━━ MATERIALS PROVIDED

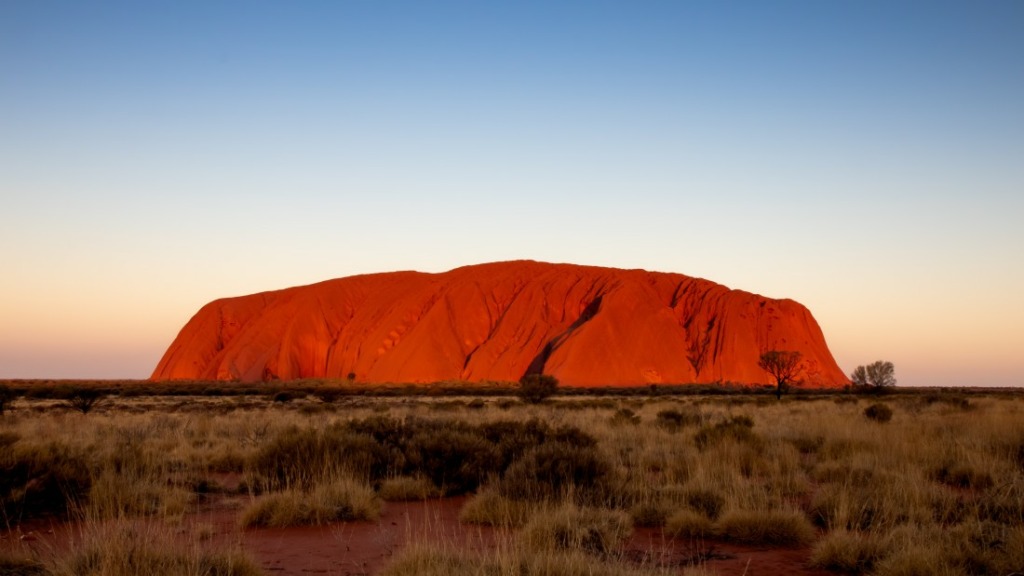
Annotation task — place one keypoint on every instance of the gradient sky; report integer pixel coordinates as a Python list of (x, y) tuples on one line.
[(865, 158)]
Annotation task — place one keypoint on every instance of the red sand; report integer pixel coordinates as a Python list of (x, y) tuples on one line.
[(366, 547), (587, 326)]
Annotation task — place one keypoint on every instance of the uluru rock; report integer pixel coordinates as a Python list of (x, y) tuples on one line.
[(587, 326)]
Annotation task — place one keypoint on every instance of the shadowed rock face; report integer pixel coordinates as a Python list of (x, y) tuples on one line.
[(587, 326)]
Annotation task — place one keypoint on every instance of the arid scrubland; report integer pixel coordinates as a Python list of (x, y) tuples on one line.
[(938, 488)]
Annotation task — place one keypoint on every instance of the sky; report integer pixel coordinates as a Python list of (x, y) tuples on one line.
[(864, 158)]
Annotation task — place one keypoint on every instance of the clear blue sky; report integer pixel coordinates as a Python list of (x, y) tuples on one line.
[(863, 158)]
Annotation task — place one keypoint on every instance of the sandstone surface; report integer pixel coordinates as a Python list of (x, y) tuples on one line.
[(587, 326)]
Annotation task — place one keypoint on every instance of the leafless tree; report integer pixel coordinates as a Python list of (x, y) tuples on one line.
[(783, 366)]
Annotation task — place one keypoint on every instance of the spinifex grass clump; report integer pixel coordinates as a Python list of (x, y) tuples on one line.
[(41, 479), (737, 428), (124, 549)]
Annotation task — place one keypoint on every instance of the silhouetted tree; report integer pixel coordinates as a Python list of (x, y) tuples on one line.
[(877, 375), (783, 366), (535, 388)]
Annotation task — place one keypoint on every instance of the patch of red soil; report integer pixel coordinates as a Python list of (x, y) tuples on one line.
[(364, 548)]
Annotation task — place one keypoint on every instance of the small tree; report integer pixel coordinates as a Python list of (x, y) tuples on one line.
[(6, 398), (877, 375), (535, 388), (783, 366)]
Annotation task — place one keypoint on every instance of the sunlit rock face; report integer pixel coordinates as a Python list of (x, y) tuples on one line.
[(587, 326)]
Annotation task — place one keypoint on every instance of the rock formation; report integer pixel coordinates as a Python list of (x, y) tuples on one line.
[(587, 326)]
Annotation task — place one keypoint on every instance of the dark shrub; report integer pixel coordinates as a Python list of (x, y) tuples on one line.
[(708, 502), (455, 460), (674, 419), (962, 475), (41, 480), (738, 428), (535, 388), (84, 400), (301, 457), (879, 412), (625, 416), (284, 397), (553, 470), (6, 398)]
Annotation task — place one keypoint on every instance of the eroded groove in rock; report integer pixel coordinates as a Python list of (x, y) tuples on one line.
[(585, 325)]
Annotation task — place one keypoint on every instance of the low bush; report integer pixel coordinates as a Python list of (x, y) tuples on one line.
[(125, 550), (84, 400), (535, 388), (408, 488), (736, 428), (556, 470), (491, 508), (571, 528), (6, 398), (455, 460), (688, 524), (673, 420), (776, 527), (19, 566), (853, 552), (708, 501), (625, 416), (651, 513), (337, 501), (962, 475), (41, 480), (879, 412)]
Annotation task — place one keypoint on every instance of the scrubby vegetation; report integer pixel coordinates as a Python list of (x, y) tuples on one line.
[(938, 488)]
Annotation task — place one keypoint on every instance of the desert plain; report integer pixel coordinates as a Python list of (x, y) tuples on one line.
[(329, 478)]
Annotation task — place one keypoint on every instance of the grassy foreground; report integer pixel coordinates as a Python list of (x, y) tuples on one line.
[(903, 484)]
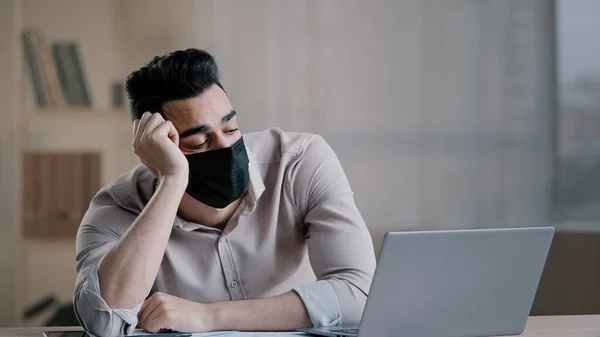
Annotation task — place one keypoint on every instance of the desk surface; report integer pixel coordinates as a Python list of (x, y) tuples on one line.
[(549, 326)]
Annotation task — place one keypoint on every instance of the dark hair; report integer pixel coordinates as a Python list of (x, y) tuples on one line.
[(178, 75)]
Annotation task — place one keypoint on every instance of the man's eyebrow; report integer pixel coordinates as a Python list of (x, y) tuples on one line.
[(205, 127), (228, 117), (190, 132)]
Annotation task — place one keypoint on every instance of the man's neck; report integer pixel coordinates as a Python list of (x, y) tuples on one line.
[(193, 211)]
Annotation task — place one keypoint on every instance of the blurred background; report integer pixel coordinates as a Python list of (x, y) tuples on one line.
[(444, 114)]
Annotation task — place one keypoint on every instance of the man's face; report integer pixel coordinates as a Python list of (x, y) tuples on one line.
[(204, 123)]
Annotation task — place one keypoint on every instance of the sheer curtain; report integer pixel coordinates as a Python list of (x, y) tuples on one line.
[(440, 111)]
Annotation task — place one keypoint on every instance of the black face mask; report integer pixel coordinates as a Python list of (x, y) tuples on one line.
[(219, 177)]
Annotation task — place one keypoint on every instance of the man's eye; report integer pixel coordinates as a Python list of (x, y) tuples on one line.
[(197, 147)]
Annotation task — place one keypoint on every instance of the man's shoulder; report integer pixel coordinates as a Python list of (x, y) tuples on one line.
[(271, 145)]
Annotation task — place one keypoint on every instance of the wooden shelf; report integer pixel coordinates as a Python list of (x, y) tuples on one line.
[(71, 112)]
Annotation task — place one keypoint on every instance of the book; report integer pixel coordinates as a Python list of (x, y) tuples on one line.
[(33, 65), (49, 72), (71, 74)]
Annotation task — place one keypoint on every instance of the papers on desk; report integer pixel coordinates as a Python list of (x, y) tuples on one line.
[(248, 334), (225, 334)]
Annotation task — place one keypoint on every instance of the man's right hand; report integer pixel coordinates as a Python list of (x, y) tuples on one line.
[(156, 142)]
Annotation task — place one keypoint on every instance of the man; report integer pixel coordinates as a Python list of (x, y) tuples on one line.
[(223, 232)]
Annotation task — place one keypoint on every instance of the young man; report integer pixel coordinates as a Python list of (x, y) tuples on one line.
[(216, 231)]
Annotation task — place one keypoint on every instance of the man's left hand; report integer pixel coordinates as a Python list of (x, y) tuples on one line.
[(162, 312)]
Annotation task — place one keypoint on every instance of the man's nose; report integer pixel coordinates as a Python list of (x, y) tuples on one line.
[(220, 141)]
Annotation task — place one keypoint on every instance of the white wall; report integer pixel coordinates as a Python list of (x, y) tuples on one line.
[(9, 158)]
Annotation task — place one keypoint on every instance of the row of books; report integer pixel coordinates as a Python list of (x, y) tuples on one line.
[(56, 72)]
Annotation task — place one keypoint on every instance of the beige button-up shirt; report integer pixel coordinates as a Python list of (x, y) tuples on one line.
[(297, 229)]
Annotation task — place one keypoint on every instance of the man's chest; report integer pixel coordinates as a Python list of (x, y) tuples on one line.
[(251, 260)]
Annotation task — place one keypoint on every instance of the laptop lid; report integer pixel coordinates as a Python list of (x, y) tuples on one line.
[(457, 283)]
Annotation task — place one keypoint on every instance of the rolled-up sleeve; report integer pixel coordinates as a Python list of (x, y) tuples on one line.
[(340, 247), (95, 238)]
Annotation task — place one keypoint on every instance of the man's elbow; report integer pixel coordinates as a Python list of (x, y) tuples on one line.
[(100, 323), (352, 301)]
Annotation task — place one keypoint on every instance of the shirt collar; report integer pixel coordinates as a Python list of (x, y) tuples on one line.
[(249, 202)]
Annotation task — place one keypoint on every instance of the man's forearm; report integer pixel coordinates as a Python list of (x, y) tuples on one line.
[(128, 271), (280, 313)]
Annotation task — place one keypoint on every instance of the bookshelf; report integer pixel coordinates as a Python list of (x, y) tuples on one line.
[(107, 35)]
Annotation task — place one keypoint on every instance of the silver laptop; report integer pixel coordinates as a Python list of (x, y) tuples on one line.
[(456, 283)]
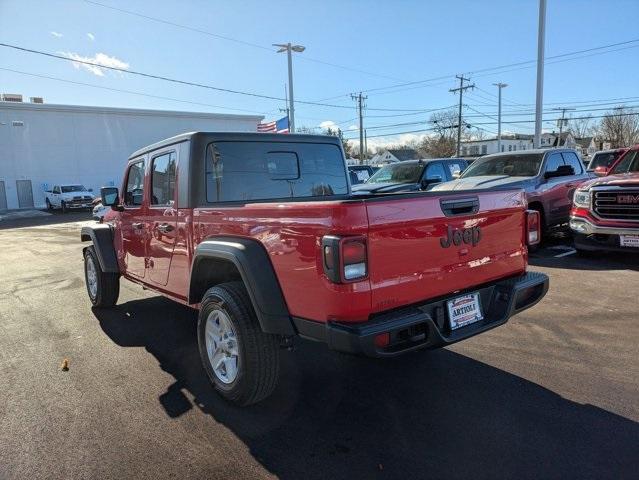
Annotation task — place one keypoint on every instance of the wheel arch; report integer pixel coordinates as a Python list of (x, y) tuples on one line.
[(101, 235), (223, 259)]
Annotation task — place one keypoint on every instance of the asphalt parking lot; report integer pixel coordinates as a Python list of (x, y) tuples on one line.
[(552, 394)]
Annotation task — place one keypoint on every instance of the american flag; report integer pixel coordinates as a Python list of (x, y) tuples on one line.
[(276, 126)]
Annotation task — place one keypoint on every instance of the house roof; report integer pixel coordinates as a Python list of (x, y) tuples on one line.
[(402, 154)]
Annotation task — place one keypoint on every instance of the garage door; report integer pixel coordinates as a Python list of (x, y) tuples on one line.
[(25, 193), (3, 196)]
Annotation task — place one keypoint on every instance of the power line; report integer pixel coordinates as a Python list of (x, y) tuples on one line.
[(185, 82), (494, 123), (231, 39)]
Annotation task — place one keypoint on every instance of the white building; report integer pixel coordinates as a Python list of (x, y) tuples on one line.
[(509, 143), (42, 145)]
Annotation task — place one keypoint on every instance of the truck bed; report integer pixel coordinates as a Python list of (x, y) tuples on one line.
[(406, 260)]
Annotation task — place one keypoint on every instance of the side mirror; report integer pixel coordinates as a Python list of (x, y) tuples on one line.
[(427, 182), (110, 197)]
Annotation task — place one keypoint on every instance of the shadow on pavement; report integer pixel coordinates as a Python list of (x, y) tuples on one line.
[(55, 217), (430, 414)]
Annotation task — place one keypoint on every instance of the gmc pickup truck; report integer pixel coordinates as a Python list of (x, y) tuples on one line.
[(261, 234), (68, 196), (605, 213)]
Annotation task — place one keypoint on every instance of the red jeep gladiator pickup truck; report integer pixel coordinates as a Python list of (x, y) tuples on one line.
[(262, 235), (605, 213)]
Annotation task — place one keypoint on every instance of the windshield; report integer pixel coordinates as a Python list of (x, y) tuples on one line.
[(524, 165), (629, 163), (398, 173), (73, 188), (603, 160)]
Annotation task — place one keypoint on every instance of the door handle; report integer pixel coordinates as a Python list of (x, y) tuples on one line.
[(165, 228)]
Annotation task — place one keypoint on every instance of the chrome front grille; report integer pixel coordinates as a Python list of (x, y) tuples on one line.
[(617, 204)]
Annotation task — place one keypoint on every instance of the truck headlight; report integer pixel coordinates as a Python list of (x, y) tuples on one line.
[(582, 199)]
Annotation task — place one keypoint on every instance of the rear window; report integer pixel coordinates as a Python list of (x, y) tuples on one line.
[(517, 165), (244, 171), (603, 160)]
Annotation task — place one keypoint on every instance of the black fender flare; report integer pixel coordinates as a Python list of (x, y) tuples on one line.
[(101, 235), (256, 270)]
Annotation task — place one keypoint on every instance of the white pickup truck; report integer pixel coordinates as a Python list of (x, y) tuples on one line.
[(68, 197)]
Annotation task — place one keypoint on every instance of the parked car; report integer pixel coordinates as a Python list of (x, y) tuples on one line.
[(621, 162), (99, 211), (605, 213), (412, 175), (603, 161), (261, 234), (69, 196), (360, 173), (548, 176)]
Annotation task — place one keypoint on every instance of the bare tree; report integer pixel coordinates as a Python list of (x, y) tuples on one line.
[(620, 127), (581, 127), (443, 141)]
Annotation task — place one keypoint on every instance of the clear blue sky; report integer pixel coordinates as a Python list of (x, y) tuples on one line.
[(394, 41)]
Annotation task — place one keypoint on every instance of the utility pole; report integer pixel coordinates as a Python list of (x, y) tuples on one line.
[(289, 49), (541, 43), (499, 87), (460, 89), (365, 143), (562, 121), (288, 116), (359, 99)]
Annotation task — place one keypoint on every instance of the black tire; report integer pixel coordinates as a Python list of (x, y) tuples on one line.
[(108, 284), (258, 352)]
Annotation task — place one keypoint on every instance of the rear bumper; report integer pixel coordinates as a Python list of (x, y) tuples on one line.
[(426, 325), (586, 227)]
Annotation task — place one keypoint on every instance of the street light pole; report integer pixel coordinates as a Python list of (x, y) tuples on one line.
[(289, 49), (541, 43), (499, 86)]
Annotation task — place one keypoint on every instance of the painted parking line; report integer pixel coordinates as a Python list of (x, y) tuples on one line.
[(563, 248)]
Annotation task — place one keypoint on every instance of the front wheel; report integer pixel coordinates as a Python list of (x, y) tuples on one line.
[(103, 288), (240, 359)]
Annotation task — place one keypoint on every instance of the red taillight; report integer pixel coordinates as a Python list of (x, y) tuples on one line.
[(344, 258), (533, 227), (354, 259)]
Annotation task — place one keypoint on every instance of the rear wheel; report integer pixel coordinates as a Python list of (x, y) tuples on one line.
[(103, 288), (240, 359)]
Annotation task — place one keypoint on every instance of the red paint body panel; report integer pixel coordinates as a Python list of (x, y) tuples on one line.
[(408, 264)]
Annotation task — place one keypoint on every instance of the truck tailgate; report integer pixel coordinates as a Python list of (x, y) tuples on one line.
[(412, 250)]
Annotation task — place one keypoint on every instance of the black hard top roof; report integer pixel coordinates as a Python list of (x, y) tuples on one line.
[(238, 137)]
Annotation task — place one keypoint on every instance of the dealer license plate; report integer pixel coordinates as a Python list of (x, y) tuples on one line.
[(464, 310), (629, 240)]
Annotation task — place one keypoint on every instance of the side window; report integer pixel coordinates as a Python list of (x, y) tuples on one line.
[(573, 160), (134, 194), (554, 162), (244, 171), (434, 170), (163, 179), (629, 163)]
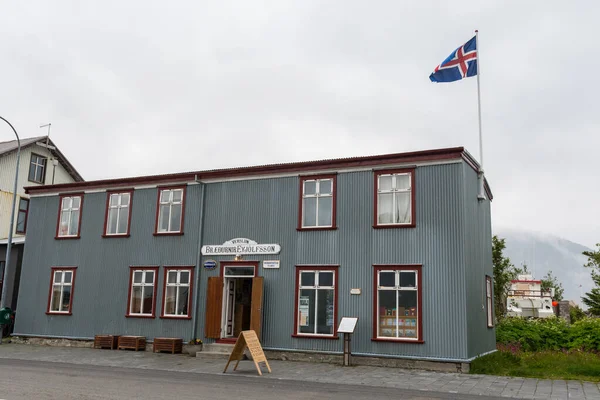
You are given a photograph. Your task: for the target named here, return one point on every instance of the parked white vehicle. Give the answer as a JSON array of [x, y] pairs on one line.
[[527, 299]]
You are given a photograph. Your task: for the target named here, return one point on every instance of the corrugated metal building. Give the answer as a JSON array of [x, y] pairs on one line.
[[401, 241]]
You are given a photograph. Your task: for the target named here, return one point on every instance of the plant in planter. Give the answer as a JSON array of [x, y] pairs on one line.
[[194, 346]]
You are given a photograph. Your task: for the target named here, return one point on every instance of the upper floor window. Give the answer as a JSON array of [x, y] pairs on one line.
[[142, 290], [61, 290], [394, 199], [316, 301], [170, 210], [118, 213], [22, 215], [177, 293], [317, 202], [37, 168], [69, 219]]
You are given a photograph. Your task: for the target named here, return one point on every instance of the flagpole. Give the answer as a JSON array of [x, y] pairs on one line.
[[481, 195]]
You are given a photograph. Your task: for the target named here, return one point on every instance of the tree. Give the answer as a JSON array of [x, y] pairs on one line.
[[592, 298], [504, 272], [549, 282]]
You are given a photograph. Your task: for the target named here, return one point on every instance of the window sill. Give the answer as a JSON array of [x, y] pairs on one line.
[[316, 337], [184, 317], [397, 340], [67, 237], [318, 228], [395, 226]]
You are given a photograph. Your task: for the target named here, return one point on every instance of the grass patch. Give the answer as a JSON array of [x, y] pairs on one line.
[[574, 365]]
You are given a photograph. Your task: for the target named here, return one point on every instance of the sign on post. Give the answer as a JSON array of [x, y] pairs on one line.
[[347, 326], [248, 339]]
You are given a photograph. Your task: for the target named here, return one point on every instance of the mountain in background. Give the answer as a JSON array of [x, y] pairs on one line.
[[543, 252]]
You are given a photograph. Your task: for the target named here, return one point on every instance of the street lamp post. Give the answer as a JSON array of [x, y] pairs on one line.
[[12, 221]]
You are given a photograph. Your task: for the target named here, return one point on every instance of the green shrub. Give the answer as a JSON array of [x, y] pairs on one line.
[[548, 334], [533, 334], [585, 334]]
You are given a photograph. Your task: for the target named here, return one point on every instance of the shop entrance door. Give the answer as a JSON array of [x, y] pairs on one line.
[[234, 302]]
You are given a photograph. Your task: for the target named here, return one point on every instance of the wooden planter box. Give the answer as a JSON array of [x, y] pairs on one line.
[[106, 341], [132, 343], [172, 345]]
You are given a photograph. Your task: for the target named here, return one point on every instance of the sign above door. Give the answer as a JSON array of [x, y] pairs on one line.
[[239, 246]]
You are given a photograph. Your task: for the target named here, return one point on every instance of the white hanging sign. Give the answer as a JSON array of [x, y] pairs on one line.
[[240, 246]]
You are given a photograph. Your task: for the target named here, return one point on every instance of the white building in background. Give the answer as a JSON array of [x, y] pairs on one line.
[[527, 299], [41, 163]]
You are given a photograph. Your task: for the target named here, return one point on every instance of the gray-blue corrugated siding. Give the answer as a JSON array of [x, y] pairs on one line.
[[102, 279], [478, 257], [266, 210]]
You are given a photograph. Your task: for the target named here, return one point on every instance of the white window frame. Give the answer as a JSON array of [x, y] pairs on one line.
[[177, 284], [316, 287], [394, 191], [120, 208], [69, 210], [144, 287], [170, 203], [317, 195], [39, 163], [62, 284], [396, 288]]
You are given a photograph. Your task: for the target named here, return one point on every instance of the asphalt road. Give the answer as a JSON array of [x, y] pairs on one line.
[[21, 379]]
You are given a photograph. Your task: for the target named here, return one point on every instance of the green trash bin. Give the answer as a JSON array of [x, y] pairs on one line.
[[5, 316]]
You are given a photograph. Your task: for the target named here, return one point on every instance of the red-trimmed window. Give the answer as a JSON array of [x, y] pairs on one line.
[[22, 216], [489, 305], [118, 213], [317, 202], [398, 310], [37, 168], [169, 215], [62, 285], [142, 292], [316, 301], [394, 198], [177, 292], [69, 216]]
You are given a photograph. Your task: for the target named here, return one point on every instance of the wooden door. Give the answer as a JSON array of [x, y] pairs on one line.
[[256, 305], [214, 307]]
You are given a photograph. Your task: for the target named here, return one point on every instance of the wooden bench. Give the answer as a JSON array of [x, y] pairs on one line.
[[172, 345], [132, 343], [106, 341]]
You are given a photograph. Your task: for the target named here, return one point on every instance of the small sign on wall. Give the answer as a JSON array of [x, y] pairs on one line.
[[271, 264]]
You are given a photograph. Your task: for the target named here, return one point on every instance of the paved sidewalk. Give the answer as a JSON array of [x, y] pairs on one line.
[[484, 385]]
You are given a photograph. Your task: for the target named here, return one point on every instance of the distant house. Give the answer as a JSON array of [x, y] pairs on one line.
[[41, 163], [400, 241]]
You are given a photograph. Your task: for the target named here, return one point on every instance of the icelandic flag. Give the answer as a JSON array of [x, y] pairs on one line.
[[462, 63]]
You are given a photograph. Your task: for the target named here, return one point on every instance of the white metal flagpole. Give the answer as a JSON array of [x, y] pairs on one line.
[[481, 195]]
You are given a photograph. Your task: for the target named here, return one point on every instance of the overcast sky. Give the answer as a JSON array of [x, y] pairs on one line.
[[145, 87]]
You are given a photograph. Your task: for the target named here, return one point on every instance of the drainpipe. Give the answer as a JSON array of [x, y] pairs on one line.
[[198, 260], [12, 221]]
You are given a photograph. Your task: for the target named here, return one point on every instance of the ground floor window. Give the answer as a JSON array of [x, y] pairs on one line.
[[62, 284], [142, 292], [316, 301], [398, 303], [177, 292]]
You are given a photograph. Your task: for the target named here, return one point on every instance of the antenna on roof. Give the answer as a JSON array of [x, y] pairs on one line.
[[48, 136]]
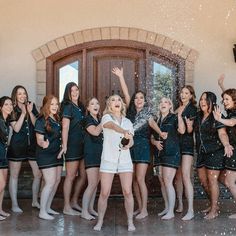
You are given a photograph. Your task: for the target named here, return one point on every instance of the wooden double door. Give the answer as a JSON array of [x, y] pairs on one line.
[[95, 78]]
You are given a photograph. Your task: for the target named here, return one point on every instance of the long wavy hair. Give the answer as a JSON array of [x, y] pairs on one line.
[[211, 100], [108, 109], [232, 93], [131, 111], [2, 101], [87, 104], [14, 94], [67, 93], [192, 92], [45, 110]]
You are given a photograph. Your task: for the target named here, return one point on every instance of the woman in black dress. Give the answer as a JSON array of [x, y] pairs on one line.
[[229, 101], [73, 144], [168, 157], [93, 141], [212, 144], [139, 112], [23, 144], [48, 153], [183, 176], [6, 109]]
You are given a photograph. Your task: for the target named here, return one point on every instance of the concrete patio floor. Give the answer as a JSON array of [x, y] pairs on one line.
[[28, 222]]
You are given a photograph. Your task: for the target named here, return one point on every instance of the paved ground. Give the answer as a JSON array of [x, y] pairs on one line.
[[28, 222]]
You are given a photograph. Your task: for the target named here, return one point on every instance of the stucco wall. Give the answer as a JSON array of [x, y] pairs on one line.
[[207, 26]]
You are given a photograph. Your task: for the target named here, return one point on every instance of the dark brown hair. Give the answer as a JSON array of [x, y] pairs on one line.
[[14, 94], [232, 94], [45, 110], [192, 92]]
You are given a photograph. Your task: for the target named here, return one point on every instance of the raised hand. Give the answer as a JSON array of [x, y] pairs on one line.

━━━━

◆ EXERCISE OBJECTIVE ◆
Convert the records, starting at the beginning of the records and ending at the line that contains "[(41, 479), (737, 428), (124, 549)]", into a two-column CSV with the headers instruction and points. Give one row per record, with its text and its answer each in a single quoted field, line breaks turned into spaces, and the pictures left out.

◆ CORRECT ANSWER ◆
instruction,points
"Annotation task — place one keypoint on every instance of the gradient sky; report integer pixel coordinates as a Python list of (x, y) tuples on one line.","[(865, 158)]"
"Annotation task — place one keypoint on every instance of the red sand; report integer pixel coordinates as a Python list of (x, y) tuples on one line.","[(366, 547), (587, 326)]"
"Annotation task — place one keypoint on every instance of the uluru rock; report integer pixel coordinates as a Python list of (x, y) tuples on one line.","[(587, 326)]"
"Annotation task — place one keypoint on every instance of the shadowed rock face; report integer pixel coordinates as a Python list of (x, y) tuples on one line.","[(587, 326)]"
"Annotation task — place one keypoint on every instance of the arid scrubland; report integer pixel coordinates as a Python list of (x, y) tuples on one line.","[(938, 488)]"
"Annotation task — place one keypoint on every instance of the sky; report integer pixel coordinates as a Python list of (x, y) tuples on one line.","[(864, 158)]"
"Annotation task — place one keypoint on every instance of the clear blue sky; report integer pixel coordinates as a Python list of (x, y) tuples on one line.","[(863, 158)]"
"Annotation task — place one keypoint on every instance of the sandstone surface; report integer pixel coordinates as a Python list of (x, y) tuples on one line.","[(587, 326)]"
"Annotation task — place one keypoint on every instance of the leafless tree; report integer pixel coordinates as a Python list of (x, y) tuples on one line.","[(783, 366)]"
"Annotation task — place one keypoint on every instance of the spinifex grass clump; report integer pixel coordinates as a Python list of (x, y) tuples on one line.","[(41, 479), (737, 428), (124, 549)]"